The Company holds a 49% interest in the Gahcho Kué Diamond Mine located in the Northwest Territories, Canada, and De Beers Canada holds the remaining 51% interest. The arrangement between the Company and De Beers Canada is governed by an agreement entered into on July 3, 2009 (the “2009 Agreement”).
Under a previous agreement (the “2002 Agreement”) in effect until July 3, 2009, De Beers Canada carried all costs incurred by the Project, and De Beers Canada had no recourse to the Company for repayment of funds until, and unless, the Project was built, in production, and generating net cash flows.
On July 3, 2009, the Company entered the 2009 Agreement with De Beers Canada (jointly, the “Participants”) under which:
(a) | The Participants’ continuing interests in the Gahcho Kué Diamond Mine will be Mountain Province 49% and De Beers Canada 51%, with the Company’s interest no longer subject to the dilution provisions in the 2002 Agreement except for normal dilution provisions which are applicable to both Participants. On October 2, 2014, Mountain Province assigned its 49% interest to its wholly-owned subsidiary 2435386 Ontario Inc. to the same extent as if 2435386 Ontario Inc. had been the original party to the Joint Venture Agreement; |
(b) | Each Participant will market their own proportionate share of diamond production in accordance with their participating interest; |
(c) | Each Participant will contribute their proportionate share to the future project development costs; |
(d) | Material strategic and operating decisions will be made by consensus of the Participants as long as each Participant has a participating interest of 40% or more; |
(e) | The Participants have agreed that the sunk historic costs to the period ended on December 31, 2008 will be reduced and limited to $120,000,000; |
(f) | The Company will repay De Beers Canada $59 million (representing 49% of an agreed sum of $120,000,000) plus interest compounded on the outstanding amounts in settlement of the Company’s share of the agreed historic sunk costs. At March 31, 2016, the following amounts have not been settled and have not been accrued: |
· | $10 million following the commencement of commercial production (commencement of commercial production for the purposes of the 2009 Agreement means the first day of the calendar month following the first thirty consecutive days (excluding maintenance days) that the relevant Mine has achieved and maintained 70% of rated Production specified in the relevant Feasibility Study); and |
· | The balance of approximately $24.4 million plus accumulated interest of approximately $25.8 million within 18 months following commencement of commercial production, which is targeted to take place by January 2017. At March 31, 2016, accumulated interest is approximately $19.8 million. Accumulated interest is being calculated at the prevailing LIBOR rate plus 5%. |
2435386 Ontario Inc. has agreed that the marketing rights provided to the Company in the 2009 Agreement will be diluted if the Company defaults on certain of the payments described above.
Since these payments are contingent on certain events occurring, and/or work being completed, they will be recorded as the payments become due or are made. As these contingent payments are made, they will be capitalized to Mineral Properties.

□ □ □ □ □ □ □

■ **Given task A**: According to the Gahcho Kué passage, why will the outstanding payments to De Beers Canada be recorded only as they become due or are made? Answer in one to three sentences.
■ **Given task B**: Pick out every line in the rows that contains the string "bucket", matching case exactly.
The Gahcho Kué passage and the rows are separate material.

(Point annotation dataset records)
□ □ □ □ □ □ □

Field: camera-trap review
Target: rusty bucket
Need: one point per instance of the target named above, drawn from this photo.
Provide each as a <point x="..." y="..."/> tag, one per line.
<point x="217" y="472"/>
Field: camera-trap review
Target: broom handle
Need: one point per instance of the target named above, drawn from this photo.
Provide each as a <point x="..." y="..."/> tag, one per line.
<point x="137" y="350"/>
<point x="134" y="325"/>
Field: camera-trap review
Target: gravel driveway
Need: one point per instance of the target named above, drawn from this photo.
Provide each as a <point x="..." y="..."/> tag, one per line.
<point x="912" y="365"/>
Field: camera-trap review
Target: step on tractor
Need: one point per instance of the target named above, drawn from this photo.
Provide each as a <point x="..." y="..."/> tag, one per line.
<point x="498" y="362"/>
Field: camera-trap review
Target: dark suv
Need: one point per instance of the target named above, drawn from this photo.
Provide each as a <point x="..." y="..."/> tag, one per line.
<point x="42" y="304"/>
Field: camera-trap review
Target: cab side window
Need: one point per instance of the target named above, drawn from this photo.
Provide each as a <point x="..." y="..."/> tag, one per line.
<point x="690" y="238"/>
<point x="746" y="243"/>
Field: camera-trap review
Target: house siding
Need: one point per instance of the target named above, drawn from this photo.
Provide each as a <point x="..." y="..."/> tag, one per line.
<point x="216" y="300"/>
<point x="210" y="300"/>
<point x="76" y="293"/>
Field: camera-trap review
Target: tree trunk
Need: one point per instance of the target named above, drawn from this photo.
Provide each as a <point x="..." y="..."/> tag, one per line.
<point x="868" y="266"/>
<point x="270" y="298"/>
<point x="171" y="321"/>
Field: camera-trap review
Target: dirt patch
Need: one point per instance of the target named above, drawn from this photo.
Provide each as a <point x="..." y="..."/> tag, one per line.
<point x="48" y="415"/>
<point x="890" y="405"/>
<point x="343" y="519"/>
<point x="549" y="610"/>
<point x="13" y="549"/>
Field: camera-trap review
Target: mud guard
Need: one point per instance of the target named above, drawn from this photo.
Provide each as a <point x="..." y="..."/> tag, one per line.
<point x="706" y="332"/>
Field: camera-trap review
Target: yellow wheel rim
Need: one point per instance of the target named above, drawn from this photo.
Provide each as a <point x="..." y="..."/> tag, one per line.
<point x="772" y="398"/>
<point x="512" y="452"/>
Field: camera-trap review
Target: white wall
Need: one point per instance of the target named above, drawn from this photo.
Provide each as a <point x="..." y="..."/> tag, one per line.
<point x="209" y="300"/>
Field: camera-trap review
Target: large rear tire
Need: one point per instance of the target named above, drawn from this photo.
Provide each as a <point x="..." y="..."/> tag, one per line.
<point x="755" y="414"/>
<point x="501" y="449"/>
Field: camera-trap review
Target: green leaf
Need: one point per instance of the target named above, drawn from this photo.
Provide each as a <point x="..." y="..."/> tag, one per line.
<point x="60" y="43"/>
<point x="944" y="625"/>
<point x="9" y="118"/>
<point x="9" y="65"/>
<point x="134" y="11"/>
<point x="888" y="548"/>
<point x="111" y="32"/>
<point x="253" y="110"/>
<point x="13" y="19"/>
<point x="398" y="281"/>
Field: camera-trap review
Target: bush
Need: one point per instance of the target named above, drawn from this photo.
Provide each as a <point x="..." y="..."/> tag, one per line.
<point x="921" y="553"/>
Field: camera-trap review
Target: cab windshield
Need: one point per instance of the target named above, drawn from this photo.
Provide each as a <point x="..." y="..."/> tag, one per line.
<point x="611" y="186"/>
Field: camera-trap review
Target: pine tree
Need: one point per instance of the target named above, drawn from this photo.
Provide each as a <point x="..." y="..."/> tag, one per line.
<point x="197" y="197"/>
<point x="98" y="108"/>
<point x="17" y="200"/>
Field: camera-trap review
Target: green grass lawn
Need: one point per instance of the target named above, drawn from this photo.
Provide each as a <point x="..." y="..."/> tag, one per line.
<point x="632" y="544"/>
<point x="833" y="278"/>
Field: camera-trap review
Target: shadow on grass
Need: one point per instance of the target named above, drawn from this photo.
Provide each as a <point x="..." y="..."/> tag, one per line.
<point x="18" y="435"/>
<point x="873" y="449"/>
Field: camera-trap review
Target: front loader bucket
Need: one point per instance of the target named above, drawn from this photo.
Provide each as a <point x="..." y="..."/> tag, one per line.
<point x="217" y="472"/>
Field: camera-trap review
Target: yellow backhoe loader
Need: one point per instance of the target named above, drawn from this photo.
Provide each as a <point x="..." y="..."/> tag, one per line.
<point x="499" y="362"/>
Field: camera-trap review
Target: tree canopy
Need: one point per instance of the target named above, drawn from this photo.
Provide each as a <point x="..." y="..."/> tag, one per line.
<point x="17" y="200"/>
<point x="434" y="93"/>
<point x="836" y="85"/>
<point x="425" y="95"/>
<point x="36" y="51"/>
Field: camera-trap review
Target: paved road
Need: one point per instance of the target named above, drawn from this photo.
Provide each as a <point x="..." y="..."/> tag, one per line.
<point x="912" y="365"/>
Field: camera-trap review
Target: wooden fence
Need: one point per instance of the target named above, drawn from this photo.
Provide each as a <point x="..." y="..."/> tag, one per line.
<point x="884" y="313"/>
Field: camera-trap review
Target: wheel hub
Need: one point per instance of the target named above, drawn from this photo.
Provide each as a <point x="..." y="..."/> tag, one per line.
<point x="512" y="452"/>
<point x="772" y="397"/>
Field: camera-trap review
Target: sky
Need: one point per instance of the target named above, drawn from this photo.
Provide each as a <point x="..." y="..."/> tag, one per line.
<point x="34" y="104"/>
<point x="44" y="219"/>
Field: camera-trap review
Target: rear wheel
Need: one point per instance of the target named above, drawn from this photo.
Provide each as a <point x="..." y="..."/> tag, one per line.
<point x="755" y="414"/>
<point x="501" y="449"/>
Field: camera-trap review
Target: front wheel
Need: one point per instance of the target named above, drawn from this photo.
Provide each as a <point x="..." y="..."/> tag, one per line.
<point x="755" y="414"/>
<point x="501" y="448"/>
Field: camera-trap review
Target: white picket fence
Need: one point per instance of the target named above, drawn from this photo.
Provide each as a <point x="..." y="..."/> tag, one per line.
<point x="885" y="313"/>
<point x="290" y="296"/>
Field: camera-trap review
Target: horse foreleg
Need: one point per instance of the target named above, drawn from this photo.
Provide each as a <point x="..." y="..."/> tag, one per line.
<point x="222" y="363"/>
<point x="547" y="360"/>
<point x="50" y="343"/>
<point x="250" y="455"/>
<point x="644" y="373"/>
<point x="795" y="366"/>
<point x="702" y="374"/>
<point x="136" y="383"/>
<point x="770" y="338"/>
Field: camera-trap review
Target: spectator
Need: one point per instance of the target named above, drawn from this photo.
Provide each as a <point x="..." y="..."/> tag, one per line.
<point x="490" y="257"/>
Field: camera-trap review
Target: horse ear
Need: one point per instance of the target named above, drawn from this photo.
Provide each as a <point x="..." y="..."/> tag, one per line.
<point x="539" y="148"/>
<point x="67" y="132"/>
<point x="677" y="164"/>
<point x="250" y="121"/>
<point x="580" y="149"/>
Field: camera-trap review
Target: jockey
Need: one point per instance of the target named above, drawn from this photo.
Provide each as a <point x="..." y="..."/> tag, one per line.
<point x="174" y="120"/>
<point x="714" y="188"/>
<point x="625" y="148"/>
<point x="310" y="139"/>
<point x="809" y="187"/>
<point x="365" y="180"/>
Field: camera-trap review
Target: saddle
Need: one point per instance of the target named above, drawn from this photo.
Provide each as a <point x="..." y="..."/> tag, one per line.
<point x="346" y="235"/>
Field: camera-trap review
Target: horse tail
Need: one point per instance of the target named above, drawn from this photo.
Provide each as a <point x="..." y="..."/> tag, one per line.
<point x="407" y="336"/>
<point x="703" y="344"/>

□ □ □ □ □ □ □

■ **Problem solution A**: The payments are contingent on certain events occurring and/or on work being completed. For that reason, they will be recorded as they become due or are made, and they will be capitalized to Mineral Properties as they are paid.

■ **Problem solution B**:
Target: rusty bucket
Target: front loader bucket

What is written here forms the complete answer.